- _WRITTEN PROBLEM_
Transcribe word for word the lines spanning the line with "Each instance of the white wall" through the end of the records.

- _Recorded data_
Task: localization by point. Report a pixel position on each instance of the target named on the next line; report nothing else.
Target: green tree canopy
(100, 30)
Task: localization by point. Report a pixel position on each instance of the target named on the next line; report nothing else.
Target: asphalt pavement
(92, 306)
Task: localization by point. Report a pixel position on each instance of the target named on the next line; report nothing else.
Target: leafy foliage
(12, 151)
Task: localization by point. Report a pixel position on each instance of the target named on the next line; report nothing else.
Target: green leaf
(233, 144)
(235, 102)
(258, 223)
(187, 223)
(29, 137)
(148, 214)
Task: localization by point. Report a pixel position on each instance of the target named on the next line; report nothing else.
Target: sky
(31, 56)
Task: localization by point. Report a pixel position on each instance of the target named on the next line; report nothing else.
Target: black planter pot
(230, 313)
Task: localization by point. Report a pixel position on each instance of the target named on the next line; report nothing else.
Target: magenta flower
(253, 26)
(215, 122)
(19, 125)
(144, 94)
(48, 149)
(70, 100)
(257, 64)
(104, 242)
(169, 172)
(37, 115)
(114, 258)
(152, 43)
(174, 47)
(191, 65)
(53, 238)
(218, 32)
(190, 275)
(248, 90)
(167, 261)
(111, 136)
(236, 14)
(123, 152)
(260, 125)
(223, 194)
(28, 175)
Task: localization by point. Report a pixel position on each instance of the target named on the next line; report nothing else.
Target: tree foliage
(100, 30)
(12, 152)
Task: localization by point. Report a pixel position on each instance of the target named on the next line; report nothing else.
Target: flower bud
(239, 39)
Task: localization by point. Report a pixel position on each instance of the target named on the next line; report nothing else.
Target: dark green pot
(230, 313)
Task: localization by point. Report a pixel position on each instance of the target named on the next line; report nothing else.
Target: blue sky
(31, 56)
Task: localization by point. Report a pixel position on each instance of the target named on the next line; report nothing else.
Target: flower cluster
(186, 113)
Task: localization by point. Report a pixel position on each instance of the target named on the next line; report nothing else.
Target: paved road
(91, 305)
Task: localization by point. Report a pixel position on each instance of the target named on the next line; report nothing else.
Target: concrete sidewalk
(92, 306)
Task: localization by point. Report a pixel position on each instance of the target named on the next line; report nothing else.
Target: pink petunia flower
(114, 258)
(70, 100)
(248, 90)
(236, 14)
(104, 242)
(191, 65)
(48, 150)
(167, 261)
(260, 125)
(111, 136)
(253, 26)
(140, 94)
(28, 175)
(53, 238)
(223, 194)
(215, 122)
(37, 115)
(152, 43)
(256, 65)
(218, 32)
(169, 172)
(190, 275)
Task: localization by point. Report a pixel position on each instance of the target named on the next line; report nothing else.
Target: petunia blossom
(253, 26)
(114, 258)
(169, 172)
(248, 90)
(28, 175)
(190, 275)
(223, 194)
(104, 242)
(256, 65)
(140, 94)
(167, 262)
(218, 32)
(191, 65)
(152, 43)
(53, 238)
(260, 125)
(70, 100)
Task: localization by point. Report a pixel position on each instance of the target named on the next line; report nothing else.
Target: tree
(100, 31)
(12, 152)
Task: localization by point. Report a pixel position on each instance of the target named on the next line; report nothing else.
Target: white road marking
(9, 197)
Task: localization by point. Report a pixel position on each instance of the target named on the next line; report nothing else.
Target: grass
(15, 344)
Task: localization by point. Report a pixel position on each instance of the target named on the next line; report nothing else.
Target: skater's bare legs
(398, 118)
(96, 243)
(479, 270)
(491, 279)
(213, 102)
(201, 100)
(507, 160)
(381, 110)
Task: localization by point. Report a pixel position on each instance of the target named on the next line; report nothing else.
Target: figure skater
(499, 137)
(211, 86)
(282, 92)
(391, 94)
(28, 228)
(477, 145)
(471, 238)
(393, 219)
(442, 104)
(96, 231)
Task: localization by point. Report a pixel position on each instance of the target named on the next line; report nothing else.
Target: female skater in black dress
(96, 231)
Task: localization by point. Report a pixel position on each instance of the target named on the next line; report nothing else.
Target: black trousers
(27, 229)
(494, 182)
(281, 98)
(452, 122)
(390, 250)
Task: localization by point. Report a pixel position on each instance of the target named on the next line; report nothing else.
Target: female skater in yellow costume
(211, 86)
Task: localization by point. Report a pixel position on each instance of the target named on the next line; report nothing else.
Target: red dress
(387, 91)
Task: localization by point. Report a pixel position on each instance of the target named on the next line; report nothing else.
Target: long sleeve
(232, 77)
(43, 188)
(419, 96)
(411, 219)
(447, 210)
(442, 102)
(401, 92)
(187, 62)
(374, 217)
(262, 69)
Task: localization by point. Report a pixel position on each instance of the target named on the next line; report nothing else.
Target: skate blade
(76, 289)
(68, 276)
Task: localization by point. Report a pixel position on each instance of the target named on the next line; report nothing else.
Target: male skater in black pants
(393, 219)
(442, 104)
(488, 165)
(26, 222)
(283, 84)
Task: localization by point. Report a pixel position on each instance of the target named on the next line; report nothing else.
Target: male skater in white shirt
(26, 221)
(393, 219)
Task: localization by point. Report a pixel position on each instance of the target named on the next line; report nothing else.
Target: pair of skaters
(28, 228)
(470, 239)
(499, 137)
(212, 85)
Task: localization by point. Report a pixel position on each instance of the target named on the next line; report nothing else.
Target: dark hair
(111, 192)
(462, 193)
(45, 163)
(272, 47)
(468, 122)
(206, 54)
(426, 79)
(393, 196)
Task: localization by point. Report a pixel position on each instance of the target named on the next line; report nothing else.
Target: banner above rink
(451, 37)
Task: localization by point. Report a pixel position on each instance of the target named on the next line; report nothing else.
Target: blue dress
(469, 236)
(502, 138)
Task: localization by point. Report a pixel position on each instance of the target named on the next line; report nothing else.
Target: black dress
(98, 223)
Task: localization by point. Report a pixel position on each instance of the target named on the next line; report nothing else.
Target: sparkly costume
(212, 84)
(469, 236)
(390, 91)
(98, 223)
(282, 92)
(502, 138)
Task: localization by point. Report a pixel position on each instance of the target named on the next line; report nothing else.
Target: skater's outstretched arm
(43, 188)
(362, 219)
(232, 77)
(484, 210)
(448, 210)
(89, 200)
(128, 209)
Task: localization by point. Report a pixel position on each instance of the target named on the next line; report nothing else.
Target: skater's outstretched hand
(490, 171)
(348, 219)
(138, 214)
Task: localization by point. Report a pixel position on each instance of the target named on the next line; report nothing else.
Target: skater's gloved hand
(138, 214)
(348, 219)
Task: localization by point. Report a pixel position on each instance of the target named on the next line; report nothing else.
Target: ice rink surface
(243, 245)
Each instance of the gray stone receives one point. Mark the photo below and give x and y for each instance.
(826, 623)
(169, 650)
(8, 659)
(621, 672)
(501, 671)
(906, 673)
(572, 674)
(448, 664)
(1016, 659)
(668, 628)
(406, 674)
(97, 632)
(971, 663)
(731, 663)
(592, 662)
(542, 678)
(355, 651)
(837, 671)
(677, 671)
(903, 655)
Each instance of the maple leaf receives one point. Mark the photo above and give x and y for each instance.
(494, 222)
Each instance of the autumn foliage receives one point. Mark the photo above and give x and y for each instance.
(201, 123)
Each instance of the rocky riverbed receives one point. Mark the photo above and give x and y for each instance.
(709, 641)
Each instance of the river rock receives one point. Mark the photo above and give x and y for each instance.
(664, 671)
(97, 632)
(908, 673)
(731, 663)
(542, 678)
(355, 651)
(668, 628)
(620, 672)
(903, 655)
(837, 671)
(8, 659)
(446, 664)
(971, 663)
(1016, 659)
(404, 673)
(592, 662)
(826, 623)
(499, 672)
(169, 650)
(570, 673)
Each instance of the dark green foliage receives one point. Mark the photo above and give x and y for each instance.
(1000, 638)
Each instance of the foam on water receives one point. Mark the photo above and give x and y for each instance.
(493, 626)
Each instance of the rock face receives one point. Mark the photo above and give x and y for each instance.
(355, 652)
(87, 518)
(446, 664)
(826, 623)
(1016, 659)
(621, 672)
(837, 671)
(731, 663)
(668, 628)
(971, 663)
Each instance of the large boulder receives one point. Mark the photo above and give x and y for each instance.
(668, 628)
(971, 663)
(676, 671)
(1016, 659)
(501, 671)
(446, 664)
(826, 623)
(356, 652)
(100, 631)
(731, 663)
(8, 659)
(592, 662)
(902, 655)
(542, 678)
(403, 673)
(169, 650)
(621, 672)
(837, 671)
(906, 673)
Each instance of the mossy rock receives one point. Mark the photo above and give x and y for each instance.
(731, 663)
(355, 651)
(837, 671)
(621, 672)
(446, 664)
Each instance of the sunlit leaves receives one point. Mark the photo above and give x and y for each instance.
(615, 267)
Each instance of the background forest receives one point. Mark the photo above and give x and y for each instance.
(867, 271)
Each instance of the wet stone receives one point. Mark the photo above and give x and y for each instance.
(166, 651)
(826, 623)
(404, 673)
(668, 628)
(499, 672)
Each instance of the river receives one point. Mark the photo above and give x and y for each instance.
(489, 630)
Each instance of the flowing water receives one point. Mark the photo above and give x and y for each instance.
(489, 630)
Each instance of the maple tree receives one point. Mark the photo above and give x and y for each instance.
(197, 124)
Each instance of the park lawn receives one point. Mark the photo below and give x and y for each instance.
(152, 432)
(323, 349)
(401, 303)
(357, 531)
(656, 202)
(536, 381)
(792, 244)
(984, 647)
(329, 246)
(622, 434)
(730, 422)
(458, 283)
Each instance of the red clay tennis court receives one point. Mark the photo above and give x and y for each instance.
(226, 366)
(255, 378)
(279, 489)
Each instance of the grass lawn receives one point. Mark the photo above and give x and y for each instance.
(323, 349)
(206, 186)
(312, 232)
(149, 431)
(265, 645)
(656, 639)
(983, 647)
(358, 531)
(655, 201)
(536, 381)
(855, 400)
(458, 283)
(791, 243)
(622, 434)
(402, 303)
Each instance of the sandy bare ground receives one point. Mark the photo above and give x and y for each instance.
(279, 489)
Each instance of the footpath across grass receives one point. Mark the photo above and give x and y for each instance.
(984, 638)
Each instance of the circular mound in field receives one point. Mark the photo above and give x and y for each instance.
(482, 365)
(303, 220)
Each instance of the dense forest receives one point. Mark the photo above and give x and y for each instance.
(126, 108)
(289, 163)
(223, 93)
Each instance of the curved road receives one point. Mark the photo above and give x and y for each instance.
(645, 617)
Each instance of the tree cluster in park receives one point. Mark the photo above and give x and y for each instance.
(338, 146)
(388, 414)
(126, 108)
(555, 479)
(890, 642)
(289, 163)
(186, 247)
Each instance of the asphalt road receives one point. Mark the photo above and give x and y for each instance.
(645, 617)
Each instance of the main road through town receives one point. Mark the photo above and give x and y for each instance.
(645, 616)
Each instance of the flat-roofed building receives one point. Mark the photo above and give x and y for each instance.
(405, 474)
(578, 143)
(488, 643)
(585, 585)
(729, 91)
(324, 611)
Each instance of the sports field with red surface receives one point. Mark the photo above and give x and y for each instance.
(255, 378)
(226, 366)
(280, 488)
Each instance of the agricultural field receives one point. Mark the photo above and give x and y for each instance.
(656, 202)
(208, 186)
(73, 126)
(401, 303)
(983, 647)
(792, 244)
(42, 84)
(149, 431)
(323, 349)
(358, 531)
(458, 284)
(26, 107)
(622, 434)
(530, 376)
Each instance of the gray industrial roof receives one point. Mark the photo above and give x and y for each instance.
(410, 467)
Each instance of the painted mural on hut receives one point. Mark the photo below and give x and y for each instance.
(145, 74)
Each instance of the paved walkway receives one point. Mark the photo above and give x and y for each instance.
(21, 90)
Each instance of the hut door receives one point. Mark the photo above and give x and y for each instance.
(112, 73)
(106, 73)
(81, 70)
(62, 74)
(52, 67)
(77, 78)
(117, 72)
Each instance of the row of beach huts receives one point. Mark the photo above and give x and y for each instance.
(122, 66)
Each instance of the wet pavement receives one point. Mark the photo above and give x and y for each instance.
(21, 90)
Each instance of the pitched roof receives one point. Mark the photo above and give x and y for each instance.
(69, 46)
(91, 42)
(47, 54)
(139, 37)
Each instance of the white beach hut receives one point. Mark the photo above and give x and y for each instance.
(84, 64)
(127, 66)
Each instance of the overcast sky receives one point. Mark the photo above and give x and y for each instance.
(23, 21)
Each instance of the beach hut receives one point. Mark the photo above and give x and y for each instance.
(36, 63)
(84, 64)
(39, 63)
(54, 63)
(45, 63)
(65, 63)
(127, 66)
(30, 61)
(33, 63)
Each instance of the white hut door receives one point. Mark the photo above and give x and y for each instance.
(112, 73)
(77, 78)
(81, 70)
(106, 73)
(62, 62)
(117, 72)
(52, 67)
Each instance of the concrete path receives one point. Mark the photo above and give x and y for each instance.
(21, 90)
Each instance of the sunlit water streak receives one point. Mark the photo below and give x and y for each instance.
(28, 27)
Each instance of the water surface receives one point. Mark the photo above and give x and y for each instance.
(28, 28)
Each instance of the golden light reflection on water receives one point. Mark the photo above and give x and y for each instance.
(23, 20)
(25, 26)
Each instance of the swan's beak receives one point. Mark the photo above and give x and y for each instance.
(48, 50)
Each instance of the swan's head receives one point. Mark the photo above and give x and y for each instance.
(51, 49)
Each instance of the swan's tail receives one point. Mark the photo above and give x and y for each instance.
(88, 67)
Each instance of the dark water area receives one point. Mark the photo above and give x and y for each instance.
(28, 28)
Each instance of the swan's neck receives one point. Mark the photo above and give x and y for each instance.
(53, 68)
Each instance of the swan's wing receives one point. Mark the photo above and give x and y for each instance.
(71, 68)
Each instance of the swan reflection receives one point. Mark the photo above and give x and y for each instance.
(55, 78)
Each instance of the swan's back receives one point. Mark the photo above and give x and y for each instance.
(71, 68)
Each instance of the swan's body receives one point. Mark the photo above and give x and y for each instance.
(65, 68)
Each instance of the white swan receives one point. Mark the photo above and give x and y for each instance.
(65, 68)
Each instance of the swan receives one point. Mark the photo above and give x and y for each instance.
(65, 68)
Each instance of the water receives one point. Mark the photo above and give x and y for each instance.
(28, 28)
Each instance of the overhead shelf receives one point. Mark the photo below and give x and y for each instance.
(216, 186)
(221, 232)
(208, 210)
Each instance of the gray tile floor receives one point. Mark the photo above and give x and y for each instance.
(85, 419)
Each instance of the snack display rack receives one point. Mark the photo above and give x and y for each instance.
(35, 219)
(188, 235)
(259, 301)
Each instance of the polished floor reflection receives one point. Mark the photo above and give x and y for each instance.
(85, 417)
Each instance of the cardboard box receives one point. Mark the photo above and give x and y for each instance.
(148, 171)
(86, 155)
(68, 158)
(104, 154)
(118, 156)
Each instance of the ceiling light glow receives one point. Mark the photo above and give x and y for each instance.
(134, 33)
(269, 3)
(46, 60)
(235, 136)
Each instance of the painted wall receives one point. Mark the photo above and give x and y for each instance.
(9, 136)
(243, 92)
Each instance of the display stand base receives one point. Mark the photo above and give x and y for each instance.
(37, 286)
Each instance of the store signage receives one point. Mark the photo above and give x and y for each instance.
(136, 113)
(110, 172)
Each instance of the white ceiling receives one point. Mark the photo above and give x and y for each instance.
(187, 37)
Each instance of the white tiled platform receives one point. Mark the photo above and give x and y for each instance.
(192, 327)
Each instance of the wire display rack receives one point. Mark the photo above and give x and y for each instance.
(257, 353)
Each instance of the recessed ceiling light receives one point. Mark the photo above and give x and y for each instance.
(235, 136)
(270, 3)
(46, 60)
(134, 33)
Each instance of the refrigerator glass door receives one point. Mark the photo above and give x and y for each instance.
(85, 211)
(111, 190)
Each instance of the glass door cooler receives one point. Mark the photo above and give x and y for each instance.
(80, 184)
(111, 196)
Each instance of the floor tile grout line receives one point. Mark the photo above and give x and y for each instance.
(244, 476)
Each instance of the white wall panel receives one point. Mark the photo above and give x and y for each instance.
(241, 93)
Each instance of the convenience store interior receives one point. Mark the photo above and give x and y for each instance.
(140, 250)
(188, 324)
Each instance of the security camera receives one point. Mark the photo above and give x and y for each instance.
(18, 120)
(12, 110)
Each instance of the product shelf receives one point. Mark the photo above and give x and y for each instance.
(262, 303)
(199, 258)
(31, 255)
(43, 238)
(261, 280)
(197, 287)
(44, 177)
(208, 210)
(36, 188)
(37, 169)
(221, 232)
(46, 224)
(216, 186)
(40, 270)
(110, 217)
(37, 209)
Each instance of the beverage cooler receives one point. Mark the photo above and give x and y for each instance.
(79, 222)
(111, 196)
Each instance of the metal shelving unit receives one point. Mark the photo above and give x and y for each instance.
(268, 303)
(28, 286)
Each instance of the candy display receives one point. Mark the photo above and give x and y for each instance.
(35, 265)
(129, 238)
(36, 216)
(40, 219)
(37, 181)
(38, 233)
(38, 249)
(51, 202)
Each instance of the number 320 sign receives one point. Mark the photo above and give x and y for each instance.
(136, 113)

- _WRITTEN RESPONSE_
Each instance of the white wall panel receives one point. Mark the photo above and give x and y for each instance.
(241, 93)
Each instance of the convenience store interior receives one point. Mark the photo above and give x and y for each instance.
(140, 250)
(188, 324)
Each instance of the security camera receives one point. Mark the photo above and give x and y for each instance.
(18, 120)
(12, 110)
Each instance of the product shelf receives one point. Mark the photo above and give x and y for each instance.
(262, 303)
(199, 258)
(31, 255)
(43, 238)
(261, 280)
(197, 287)
(44, 177)
(208, 210)
(36, 188)
(37, 169)
(221, 232)
(46, 224)
(216, 186)
(40, 270)
(110, 217)
(37, 209)
Each instance of the beverage cooler receives one point. Mark the photo above and give x and y for each instance.
(79, 222)
(111, 196)
Each instance of the metal shelving unit receives one point. Mark the photo above and give x and y for each instance.
(268, 303)
(28, 286)
Each instance of the candy display receives one point. Mark the photo above and give x and y for each instance.
(35, 265)
(129, 238)
(36, 216)
(40, 219)
(37, 181)
(38, 233)
(38, 249)
(51, 202)
Each instance of the number 320 sign receives one point. Mark the photo above and give x and y for each instance.
(136, 113)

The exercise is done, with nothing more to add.